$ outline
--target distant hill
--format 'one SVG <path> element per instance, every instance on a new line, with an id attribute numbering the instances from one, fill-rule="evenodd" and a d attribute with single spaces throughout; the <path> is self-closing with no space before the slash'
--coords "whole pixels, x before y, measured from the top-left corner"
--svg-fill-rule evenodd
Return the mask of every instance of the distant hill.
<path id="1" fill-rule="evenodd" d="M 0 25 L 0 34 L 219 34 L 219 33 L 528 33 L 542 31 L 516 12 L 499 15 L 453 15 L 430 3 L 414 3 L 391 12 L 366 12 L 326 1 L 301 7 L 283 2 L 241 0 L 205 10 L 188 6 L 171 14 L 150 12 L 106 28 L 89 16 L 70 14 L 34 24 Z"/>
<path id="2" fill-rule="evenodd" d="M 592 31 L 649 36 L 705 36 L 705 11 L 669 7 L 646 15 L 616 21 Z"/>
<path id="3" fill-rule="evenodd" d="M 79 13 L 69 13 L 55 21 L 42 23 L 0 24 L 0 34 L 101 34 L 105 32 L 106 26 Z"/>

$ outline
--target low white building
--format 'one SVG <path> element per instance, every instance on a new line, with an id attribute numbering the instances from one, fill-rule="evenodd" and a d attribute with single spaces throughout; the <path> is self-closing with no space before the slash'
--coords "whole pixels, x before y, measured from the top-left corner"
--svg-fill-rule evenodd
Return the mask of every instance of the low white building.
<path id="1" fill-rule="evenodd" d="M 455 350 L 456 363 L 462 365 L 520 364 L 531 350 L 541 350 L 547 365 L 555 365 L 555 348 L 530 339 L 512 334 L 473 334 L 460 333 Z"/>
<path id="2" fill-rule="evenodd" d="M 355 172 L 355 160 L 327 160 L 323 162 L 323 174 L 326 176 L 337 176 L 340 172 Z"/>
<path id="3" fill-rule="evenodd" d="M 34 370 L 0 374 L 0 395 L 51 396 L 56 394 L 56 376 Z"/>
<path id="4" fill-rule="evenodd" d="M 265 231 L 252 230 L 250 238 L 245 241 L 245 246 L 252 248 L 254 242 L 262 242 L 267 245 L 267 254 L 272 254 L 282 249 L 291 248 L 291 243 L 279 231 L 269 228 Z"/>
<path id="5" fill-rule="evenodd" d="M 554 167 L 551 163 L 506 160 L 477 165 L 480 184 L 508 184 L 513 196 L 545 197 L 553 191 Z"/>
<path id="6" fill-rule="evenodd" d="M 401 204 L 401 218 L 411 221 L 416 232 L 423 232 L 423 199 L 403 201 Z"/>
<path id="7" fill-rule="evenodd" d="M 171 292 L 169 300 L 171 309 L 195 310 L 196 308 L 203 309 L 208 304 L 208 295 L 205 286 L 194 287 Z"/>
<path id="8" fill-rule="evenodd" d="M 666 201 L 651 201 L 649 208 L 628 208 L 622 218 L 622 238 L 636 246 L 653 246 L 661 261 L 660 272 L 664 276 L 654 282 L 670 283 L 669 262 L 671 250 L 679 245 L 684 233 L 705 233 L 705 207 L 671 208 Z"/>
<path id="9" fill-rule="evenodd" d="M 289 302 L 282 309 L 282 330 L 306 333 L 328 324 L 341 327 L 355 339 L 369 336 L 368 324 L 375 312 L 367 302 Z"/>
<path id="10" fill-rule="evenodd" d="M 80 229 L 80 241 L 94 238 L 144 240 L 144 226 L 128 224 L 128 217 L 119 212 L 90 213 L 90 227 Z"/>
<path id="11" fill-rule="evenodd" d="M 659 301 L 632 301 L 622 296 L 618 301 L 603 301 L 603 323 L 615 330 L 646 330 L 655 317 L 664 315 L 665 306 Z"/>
◇ ◇ ◇ ◇
▶ Set problem
Lay out the records above as a two-column CSV with the header row input,output and one row per record. Put each record's full text in the input field and its answer in the output field, with both fields enclosed in double quotes and every line break replaced by a space.

▶ Solution for this problem
input,output
"$ outline --target distant hill --format 'one SVG <path> element per instance, every instance on a new line, with an id attribute numbering the instances from one, fill-rule=""evenodd"" and a d attribute with single spaces throughout; the <path> is self-closing with no space before the slash' --coords ""whole pixels, x before y, measured from the top-left corner"" --svg-fill-rule evenodd Return the mask of every instance of the distant hill.","<path id=""1"" fill-rule=""evenodd"" d=""M 0 25 L 0 34 L 219 34 L 219 33 L 528 33 L 542 31 L 516 12 L 499 15 L 453 15 L 430 3 L 414 3 L 391 12 L 366 12 L 326 1 L 301 7 L 283 2 L 241 0 L 205 10 L 188 6 L 171 14 L 150 12 L 106 28 L 89 16 L 70 14 L 34 24 Z""/> <path id=""2"" fill-rule=""evenodd"" d=""M 592 31 L 649 36 L 705 36 L 705 11 L 669 7 L 646 15 L 616 21 Z""/> <path id=""3"" fill-rule=""evenodd"" d=""M 79 13 L 69 13 L 55 21 L 42 23 L 0 24 L 0 34 L 101 34 L 105 32 L 106 26 Z""/>"
"$ outline --target low white building --format 'one SVG <path> element per instance, every instance on a new line, with an id attribute numbering the instances from one, fill-rule=""evenodd"" and a d attribute with single spaces throughout; the <path> is self-closing with no space before the slash' --coords ""whole pixels, x before y, measured from the top-left corner"" --svg-fill-rule evenodd Return the mask of every instance of the low white building.","<path id=""1"" fill-rule=""evenodd"" d=""M 455 350 L 456 363 L 462 365 L 520 364 L 531 350 L 541 350 L 547 365 L 555 365 L 555 348 L 530 339 L 512 334 L 473 334 L 460 333 Z""/> <path id=""2"" fill-rule=""evenodd"" d=""M 355 172 L 355 160 L 327 160 L 323 162 L 323 174 L 326 176 L 337 176 L 340 172 Z""/> <path id=""3"" fill-rule=""evenodd"" d=""M 34 370 L 0 374 L 0 395 L 51 396 L 56 394 L 56 376 Z""/> <path id=""4"" fill-rule=""evenodd"" d=""M 265 231 L 252 230 L 250 238 L 245 241 L 245 246 L 252 248 L 254 242 L 262 242 L 267 245 L 267 254 L 272 254 L 282 249 L 291 248 L 291 243 L 279 231 L 269 228 Z""/> <path id=""5"" fill-rule=""evenodd"" d=""M 554 167 L 551 163 L 506 160 L 477 165 L 480 184 L 508 184 L 513 196 L 545 197 L 553 191 Z""/> <path id=""6"" fill-rule=""evenodd"" d=""M 401 204 L 401 218 L 411 221 L 416 232 L 423 232 L 423 199 L 403 201 Z""/> <path id=""7"" fill-rule=""evenodd"" d=""M 171 292 L 169 300 L 171 309 L 195 310 L 196 308 L 203 309 L 208 304 L 208 295 L 205 286 L 194 287 Z""/> <path id=""8"" fill-rule=""evenodd"" d=""M 666 201 L 651 201 L 649 208 L 628 208 L 622 218 L 622 238 L 636 246 L 653 246 L 661 261 L 660 272 L 664 276 L 654 282 L 670 283 L 669 262 L 671 250 L 679 245 L 684 233 L 705 233 L 705 207 L 671 208 Z""/> <path id=""9"" fill-rule=""evenodd"" d=""M 289 302 L 282 309 L 282 330 L 306 333 L 328 324 L 341 327 L 355 339 L 369 336 L 368 324 L 375 312 L 367 302 Z""/> <path id=""10"" fill-rule=""evenodd"" d=""M 80 229 L 80 241 L 94 238 L 144 240 L 144 226 L 128 224 L 128 217 L 119 212 L 90 213 L 90 227 Z""/> <path id=""11"" fill-rule=""evenodd"" d=""M 659 301 L 632 301 L 622 296 L 618 301 L 603 301 L 603 323 L 615 330 L 646 330 L 655 317 L 664 315 L 665 306 Z""/>"